### What you need to do
Return the records in full, exactly as given.

### Data for this task
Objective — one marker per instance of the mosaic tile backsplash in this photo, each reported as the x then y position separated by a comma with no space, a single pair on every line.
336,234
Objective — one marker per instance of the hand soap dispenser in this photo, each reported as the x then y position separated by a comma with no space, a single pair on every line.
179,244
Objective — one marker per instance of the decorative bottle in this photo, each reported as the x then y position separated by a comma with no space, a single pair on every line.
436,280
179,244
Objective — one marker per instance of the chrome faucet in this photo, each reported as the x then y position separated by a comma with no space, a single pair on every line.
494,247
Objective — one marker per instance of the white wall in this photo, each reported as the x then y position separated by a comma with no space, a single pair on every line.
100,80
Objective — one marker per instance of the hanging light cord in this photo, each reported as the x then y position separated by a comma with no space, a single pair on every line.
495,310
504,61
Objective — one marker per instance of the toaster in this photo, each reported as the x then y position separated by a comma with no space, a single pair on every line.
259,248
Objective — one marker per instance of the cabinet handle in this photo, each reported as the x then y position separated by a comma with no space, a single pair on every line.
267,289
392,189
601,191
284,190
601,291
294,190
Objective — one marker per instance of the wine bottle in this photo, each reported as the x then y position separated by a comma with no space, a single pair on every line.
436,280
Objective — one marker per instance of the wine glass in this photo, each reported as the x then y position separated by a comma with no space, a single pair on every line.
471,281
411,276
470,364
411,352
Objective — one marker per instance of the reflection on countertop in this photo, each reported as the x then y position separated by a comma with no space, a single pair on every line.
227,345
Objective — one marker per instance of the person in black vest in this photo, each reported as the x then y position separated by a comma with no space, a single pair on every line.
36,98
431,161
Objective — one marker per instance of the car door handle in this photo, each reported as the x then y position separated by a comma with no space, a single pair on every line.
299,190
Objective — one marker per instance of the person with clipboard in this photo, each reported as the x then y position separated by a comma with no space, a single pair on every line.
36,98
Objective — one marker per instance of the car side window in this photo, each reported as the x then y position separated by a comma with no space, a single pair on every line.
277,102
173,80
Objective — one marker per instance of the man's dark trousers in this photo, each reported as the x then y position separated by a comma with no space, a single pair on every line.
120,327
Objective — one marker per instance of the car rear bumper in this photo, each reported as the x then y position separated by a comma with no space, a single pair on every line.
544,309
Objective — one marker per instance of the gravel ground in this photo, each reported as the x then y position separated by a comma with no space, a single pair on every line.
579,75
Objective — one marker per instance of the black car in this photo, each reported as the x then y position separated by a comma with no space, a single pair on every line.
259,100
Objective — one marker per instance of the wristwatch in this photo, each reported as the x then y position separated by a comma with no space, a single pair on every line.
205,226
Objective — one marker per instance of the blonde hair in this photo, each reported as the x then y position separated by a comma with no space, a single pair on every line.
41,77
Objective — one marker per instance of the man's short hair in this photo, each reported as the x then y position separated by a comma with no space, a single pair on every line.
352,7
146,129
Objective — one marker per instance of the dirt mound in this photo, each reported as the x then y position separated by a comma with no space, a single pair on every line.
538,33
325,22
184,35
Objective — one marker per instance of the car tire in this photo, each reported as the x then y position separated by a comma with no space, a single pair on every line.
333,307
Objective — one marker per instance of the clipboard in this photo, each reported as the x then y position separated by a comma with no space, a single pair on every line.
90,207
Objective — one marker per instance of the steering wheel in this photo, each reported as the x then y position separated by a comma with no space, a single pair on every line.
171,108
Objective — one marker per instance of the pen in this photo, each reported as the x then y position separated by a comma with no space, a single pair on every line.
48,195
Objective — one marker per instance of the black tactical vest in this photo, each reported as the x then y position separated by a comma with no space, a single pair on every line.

### Task answer
Objective — one marker per instance of the mosaic tile backsplash in this photo, each reported as the x then y position separated by a comma with no space, a single pair on every line.
336,234
Objective — one marker per instance of the hand soap dispenser in this photo, each reported as the x then y position separated by a comma with no space, a single pair on every line.
179,244
Objective — one marker per instance of the decorative bottle in this photo, each reported as the x then y position separated by a comma with no space, a single pair on every line.
436,280
179,244
Objective — one marker per instance of the chrome faucet in this photo, each reported as the x then y position separated by a comma with no space, a single pair on every line.
494,247
Objective — one marker per instance of the white wall in this photo, each reported as the x then y position separated by a comma with no space, a single pair on every line.
100,80
Objective — one marker per instance of the hanging light cord in this photo, each reported as the x then y position separated by a comma with no space, a single pair on every line.
495,310
504,61
Objective — one marker per instance of the toaster in this photo, each reported as the x then y position separated by a comma with no space, a single pair on every line.
259,248
Objective — one marker per instance of the cabinet handle in this photo, each reported as the x then y position separated by a comma with no space, a single pair on every line.
267,289
392,189
601,191
284,190
601,291
294,190
Objective — one marker per instance of the wine bottle in this photo, each reported as the x then y position separated by a comma with no space, a single pair on every line.
436,280
Objective — one marker per instance of the wine glass in this photo, each reported as the x then y position separated by a comma with no space, a single pair on every line.
471,281
411,276
470,364
411,352
Objective — one marker per instance of the reflection on countertop in this photo, each reported as the x then y position separated by a comma with no space, a single pair on every line.
227,345
Objective — one marker per instance of the person in black vest in this photo, each reported as the x then y position separated by a comma with no space, a single pair on every line.
36,98
431,161
Objective — one marker per instance of the car door handle in this photo, each reported as the x then y position separated by a comma with no space, a single pair on every line.
299,190
Objective — one marker per instance of the person with clipboard in this photo, each reported as the x then y position separated by a comma with no space, a single pair on every line.
36,98
Objective — one marker per instance of the car side window in this photo, each reported as the x then y position separated by a comma with no space, a single pair on every line.
277,102
173,80
Objective — one marker per instance of the man's dark trousers in this photo, each reported as the x then y position separated by a comma with no space, a single pair on every line.
120,327
Objective — one marker per instance of the car rear bumper in this photo, each reported as the x then y position separated by a comma with no space, a single pair on every line.
544,309
Objective — one marker per instance of the gravel ground in this photo, each reported as the x then y position separated by a comma with no space, a single pair on every line.
579,75
Objective — one marker per instance of the black car in this photo, each reported as the x then y position separated by a comma with no space, a single pair on every line.
259,100
Objective — one marker per instance of the wristwatch in this photo, each reported as the x then y position separated by a comma with no space, a single pair on every line.
205,226
Objective — one marker per instance of the blonde hair in this photo, each reported as the x then y position separated by a comma with no space, a single pair on every line.
41,77
Objective — one marker per instance of the man's short hair in this photo, each reported as the x then y position separated by a comma with no space, a single pair on every line.
352,7
146,129
Objective — one marker per instance of the dirt mound in this photo, each reported as the x then y position separated by a comma with no space, a single pair on every line.
538,33
325,22
184,35
Objective — one marker per instance of the car tire in this photo, each reported as the x then y position separated by a comma with no space, a single pair on every line.
333,307
Objective — one marker per instance of the clipboard in this photo, each reported as the x then y position separated by a comma with no space, a single pair on every line.
90,207
Objective — one marker per instance of the steering wheel in this photo, each reported as the x then y position separated by a comma with no space, a single pair on every line.
171,108
Objective — one marker per instance of the pen in this photo, each reported as the x then y position separated by a comma with no space, a single pair on every line.
48,195
Objective — one marker per instance of the black tactical vest in this photo, each reported as the x then y position separated by a comma with no space, a single pair on every line.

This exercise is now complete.